* [WRITTEN PROBLEM 1]: The passage on the 1949 Paris–Roubaix finish says what the fans in the vélodrome knew about the leaders' approach. List each stage of that approach in the order given.
* [WRITTEN PROBLEM 2]: Carry on the passage about the 1949 Paris–Roubaix finish for one paragraph, picking up right after its last sentence.

* [DOCUMENT TEXT]:
<<<<
It’s never too far to go to see a good bike race. You don’t often come home disappointed. But equally you don’t often come home with as much to talk about as the fans who paid to sit in the vélodrome to wait for the finish of Paris–Roubaix in 1949.

Cycling's 50 Craziest Stories

There’s more to a day at Roubaix than just the finish of the mud-and-blood stars who’ve ridden from the capital. There is a program of minor races and constant news of the stars of the road who all that time are getting closer and closer. These days the crowd can see the same television pictures that you and I see at home, but in 1949 there was no live television coverage and so all afternoon the crowd strained to hear the telephoned bulletins read out over the loudspeakers. The fans knew what was happening on the road, that the leaders were entering the city, that they were approaching the track, that they were about to burst through the square tunnel that led to their last laps around the track. And they were on the edges of their seats with excitement.
>>>>
* [ENTRIES SUPPLIED]:
<<<<
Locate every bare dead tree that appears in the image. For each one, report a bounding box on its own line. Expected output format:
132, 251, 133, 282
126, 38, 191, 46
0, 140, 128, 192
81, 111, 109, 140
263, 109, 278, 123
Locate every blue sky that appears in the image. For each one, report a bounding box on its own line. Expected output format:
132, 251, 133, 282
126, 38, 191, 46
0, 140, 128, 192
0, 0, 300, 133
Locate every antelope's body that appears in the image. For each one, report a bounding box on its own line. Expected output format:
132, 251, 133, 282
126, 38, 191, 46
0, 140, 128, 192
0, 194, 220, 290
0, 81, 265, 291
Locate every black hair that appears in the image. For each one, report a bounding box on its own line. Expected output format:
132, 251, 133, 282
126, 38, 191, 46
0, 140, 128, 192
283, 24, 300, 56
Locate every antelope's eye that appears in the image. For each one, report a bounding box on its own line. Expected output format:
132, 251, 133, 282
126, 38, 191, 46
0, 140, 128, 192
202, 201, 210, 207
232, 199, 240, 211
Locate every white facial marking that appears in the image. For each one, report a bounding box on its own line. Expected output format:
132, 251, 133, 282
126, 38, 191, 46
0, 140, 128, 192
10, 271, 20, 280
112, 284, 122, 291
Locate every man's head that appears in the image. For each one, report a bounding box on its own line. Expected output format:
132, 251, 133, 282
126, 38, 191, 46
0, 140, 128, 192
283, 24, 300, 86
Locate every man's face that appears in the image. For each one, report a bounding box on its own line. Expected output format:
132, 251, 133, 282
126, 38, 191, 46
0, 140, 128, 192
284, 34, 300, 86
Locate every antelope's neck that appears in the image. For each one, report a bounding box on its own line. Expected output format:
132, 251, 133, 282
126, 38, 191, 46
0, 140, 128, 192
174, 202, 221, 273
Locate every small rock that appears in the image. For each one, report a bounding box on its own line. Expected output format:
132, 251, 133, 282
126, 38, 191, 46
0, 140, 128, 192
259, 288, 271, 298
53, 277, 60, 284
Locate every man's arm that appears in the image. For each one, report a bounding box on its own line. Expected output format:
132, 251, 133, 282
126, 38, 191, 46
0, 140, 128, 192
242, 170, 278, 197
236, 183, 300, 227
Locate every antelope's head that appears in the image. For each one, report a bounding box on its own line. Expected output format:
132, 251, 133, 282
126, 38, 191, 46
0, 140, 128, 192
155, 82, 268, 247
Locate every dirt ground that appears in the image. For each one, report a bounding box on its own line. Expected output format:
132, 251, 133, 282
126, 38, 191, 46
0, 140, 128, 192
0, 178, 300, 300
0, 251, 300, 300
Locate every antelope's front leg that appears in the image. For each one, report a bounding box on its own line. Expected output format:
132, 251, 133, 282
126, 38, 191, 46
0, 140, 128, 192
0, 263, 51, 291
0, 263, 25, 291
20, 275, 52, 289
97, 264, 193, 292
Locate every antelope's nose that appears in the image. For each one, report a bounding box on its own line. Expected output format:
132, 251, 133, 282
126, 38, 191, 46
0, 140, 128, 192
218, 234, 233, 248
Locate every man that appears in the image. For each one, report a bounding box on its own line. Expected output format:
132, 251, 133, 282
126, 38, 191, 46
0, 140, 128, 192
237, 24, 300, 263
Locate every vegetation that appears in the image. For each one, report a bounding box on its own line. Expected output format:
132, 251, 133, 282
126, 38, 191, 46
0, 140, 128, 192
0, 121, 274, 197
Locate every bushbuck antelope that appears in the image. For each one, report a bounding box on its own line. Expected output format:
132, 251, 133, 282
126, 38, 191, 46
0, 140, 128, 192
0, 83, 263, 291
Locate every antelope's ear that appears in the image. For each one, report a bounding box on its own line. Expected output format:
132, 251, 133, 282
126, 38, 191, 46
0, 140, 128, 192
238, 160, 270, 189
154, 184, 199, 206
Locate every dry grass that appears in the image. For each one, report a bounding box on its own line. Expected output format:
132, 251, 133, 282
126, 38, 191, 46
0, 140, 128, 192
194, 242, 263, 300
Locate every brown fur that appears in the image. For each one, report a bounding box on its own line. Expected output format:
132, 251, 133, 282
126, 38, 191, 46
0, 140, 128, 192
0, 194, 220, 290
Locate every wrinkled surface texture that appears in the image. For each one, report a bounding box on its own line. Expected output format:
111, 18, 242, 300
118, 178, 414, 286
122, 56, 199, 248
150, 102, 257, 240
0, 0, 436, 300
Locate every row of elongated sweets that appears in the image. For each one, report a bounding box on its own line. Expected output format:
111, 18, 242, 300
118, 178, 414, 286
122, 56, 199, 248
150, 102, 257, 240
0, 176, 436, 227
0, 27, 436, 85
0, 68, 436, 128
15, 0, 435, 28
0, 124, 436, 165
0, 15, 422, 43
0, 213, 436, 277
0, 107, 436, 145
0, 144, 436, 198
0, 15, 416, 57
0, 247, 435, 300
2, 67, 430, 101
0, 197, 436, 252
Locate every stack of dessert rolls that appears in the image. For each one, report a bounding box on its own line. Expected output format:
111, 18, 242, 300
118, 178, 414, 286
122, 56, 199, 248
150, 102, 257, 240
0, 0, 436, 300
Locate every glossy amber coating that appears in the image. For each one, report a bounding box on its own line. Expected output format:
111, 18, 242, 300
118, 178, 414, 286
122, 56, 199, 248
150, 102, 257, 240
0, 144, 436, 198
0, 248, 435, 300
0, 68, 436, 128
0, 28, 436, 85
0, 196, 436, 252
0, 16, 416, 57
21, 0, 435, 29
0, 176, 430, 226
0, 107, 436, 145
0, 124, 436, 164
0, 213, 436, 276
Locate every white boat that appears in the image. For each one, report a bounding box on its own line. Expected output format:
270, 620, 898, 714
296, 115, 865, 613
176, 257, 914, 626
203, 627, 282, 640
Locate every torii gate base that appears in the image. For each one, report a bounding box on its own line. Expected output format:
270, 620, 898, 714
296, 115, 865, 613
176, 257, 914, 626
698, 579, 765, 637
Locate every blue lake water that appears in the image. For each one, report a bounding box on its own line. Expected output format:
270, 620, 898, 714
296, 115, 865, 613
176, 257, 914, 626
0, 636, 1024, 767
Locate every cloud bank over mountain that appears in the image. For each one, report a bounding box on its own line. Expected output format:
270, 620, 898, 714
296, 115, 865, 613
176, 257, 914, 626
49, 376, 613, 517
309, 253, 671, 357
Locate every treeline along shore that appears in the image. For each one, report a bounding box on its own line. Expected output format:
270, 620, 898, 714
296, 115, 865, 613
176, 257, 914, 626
>>>>
* [ANSWER 1]:
1. The leaders were entering the city.
2. They were approaching the track.
3. They were about to burst through the square tunnel that led to their last laps around the track.

* [ANSWER 2]:
Would it be one man alone, or a group? Would they be all outsiders or would the stars be there? Would their favourite be there? The tension was unbearable. Imagine that crowd in 1949, therefore, staring at the way into the track only to be distracted by a growing commotion from people who were looking elsewhere. Nervously, because they didn’t want to miss anything, they turned their eyes from the track entrance and looked for what was causing the fuss. And then, to their disbelief, they saw the race leaders coming on to the track by a side entrance, looking around to see where the finish line might be, then racing off again.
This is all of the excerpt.